■ **WORK TO BE COMPLETED**
The required output is every record, reproduced exactly.

■ **THE INPUT**
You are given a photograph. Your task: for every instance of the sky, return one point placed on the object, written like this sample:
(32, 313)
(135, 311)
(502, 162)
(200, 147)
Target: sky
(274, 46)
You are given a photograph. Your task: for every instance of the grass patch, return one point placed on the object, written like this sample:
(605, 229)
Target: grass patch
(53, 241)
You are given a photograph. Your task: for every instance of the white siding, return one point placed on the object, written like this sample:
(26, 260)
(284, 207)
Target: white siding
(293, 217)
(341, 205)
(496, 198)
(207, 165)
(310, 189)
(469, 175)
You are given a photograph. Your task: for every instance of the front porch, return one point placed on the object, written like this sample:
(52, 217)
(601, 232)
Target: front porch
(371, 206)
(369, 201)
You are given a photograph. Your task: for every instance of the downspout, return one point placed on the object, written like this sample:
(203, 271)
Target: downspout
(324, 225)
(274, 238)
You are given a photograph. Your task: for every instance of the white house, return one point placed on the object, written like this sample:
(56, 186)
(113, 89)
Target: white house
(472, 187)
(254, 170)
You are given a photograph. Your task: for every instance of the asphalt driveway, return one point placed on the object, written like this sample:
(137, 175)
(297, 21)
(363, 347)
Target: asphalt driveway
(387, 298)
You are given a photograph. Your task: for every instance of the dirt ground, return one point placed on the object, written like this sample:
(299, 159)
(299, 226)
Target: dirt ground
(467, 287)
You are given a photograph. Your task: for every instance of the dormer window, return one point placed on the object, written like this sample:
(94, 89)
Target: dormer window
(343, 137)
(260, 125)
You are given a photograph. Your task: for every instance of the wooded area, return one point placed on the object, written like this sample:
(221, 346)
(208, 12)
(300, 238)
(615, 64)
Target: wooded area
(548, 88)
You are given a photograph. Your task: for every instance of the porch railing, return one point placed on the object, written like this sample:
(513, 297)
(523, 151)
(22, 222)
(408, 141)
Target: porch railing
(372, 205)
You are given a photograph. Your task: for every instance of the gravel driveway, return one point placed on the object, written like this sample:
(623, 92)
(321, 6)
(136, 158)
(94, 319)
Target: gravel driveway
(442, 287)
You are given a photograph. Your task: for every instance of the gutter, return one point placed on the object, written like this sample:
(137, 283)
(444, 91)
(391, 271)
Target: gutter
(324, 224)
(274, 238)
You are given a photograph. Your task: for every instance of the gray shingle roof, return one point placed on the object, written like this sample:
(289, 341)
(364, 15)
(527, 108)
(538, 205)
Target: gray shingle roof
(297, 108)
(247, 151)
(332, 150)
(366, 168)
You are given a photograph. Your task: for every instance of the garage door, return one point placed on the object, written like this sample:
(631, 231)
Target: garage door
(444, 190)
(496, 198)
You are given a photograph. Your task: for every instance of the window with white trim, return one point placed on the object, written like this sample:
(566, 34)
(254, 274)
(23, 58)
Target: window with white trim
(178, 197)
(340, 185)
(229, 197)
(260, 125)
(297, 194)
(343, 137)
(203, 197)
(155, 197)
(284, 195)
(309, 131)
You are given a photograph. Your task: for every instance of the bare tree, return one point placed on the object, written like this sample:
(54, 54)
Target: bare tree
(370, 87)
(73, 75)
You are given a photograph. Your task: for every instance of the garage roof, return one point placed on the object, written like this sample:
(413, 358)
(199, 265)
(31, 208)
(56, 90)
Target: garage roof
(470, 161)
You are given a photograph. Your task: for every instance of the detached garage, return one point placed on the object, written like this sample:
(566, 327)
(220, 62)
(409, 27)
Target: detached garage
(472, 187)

■ **EXERCISE RESPONSE**
You are given a photograph. Your task: for every instance of the sky, return one point placed on the object, written like this sample:
(32, 313)
(135, 311)
(502, 162)
(200, 147)
Target: sky
(274, 46)
You are given a photograph. Your task: for every instance of the grass patch, return one point placed on the object, written like this sample:
(605, 229)
Target: grass patch
(53, 241)
You are given a photograph. Your task: for every instance of the white siding, return one point placed on the object, written like this sample:
(26, 260)
(284, 207)
Target: white siding
(293, 217)
(341, 205)
(496, 198)
(207, 165)
(310, 189)
(469, 175)
You are given a photograph. Your task: for every instance of the front porch, return one point placed on the object, written like this sample:
(52, 217)
(601, 232)
Target: front porch
(371, 206)
(369, 201)
You are given a photograph. Your task: for every instance of the downspout, return one point placed on the object, written like this sample:
(203, 271)
Target: downspout
(324, 225)
(274, 238)
You are given a photograph. Your task: for every instance of the white house, return one point placed on the object, written like this sample:
(56, 186)
(113, 89)
Target: white house
(472, 187)
(254, 170)
You are given a photograph. Your task: for every instance of the asphalt driveway, return one point placed on the object, written like this sample:
(137, 175)
(297, 21)
(363, 347)
Target: asphalt driveway
(387, 298)
You are given a photograph. Your task: for every instance of the dirt ground, return one point placed on the object, written like this sample:
(299, 159)
(299, 226)
Target: dirt ground
(467, 287)
You are given a photograph. Your task: for every instance of the dormer window, return one point placed on the object, written like this sample:
(94, 89)
Target: dormer window
(343, 137)
(260, 125)
You are given a photograph. Your task: for every instance of the wooded area, return one point placed on the object, written like this sample:
(221, 346)
(208, 12)
(300, 238)
(615, 64)
Target: wooded area
(548, 88)
You are given a photograph. Your task: for every instance of the porch railing, return one point placed on the object, written like this sample:
(513, 297)
(523, 151)
(22, 222)
(408, 141)
Target: porch railing
(372, 205)
You are given a photograph. Your task: for every instance of the gravel driveway, return one point placed on the object, written like this sample:
(623, 92)
(321, 6)
(136, 158)
(94, 319)
Target: gravel driveway
(442, 287)
You are given a photograph. Your task: for every instance of the gutter, return one point placed on the object, written like this sample:
(137, 283)
(444, 91)
(391, 271)
Target: gutter
(324, 224)
(274, 238)
You are given a photograph. Your task: for every instance of the gray shingle roof, return one point placed on the object, written like this sample:
(289, 341)
(364, 15)
(527, 108)
(538, 205)
Target: gray shingle roof
(297, 108)
(247, 151)
(332, 150)
(366, 168)
You are given a photograph. Your task: for every instance of the garage door, return one point placed on the object, written like this sample:
(631, 231)
Target: garage door
(444, 190)
(496, 198)
You are given a photograph. Your task: for every instance of the window with white trim, return one point placed on the object, written like this sample:
(566, 34)
(254, 274)
(23, 58)
Target: window with white trim
(178, 197)
(340, 185)
(229, 197)
(260, 125)
(297, 194)
(343, 137)
(203, 197)
(155, 197)
(284, 195)
(309, 131)
You are given a photograph. Your task: for every instance of the bare tree, return one point placed on the object, written like this sample:
(54, 54)
Target: bare tree
(370, 87)
(73, 75)
You are given a photograph. Your task: for every instance of the garage roof, return one point placed on the object, written like this sample:
(413, 358)
(199, 265)
(31, 208)
(56, 90)
Target: garage roof
(470, 161)
You are given a photograph. Your task: for every instance of the detached garage, return one point placed on the object, written like this sample:
(566, 327)
(220, 62)
(409, 27)
Target: detached garage
(472, 187)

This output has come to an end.